──────── Supplied material

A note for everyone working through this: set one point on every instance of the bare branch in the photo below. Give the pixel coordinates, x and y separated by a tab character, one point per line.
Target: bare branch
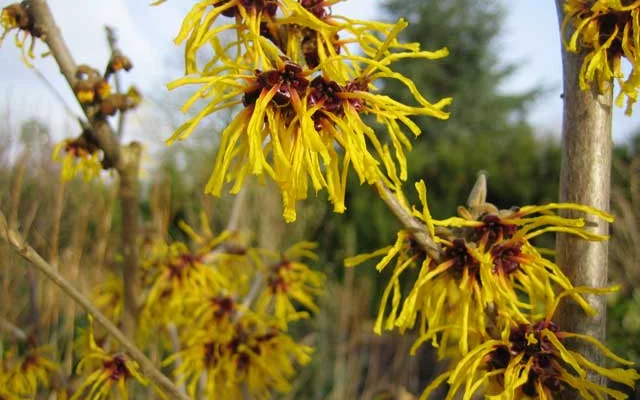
17	242
60	52
585	178
113	45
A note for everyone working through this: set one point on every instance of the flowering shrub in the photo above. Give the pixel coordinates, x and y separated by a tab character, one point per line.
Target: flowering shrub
304	85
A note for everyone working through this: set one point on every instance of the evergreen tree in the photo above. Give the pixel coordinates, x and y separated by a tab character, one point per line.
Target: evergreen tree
487	129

────────────────

- [What the exercise asks]
Return every line from the one containing "of the evergreen" up to and including the final line, unchanged.

- [Task answer]
A note for everyone working through this: set one point on every instance of the evergreen tree in the photo above. Give the pixel coordinates, x and y separated by a tab character, one point per line.
Target: evergreen tree
487	129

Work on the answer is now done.